Coordinate annotation entries:

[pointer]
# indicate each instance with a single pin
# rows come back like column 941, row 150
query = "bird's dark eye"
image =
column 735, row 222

...

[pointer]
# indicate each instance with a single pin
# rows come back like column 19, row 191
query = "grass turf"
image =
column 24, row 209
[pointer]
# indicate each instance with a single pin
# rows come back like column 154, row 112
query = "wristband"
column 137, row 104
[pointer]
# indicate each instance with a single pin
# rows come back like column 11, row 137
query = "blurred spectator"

• **Written problem**
Count the lines above that contain the word "like", and reply with only the number.

• **Task solution**
4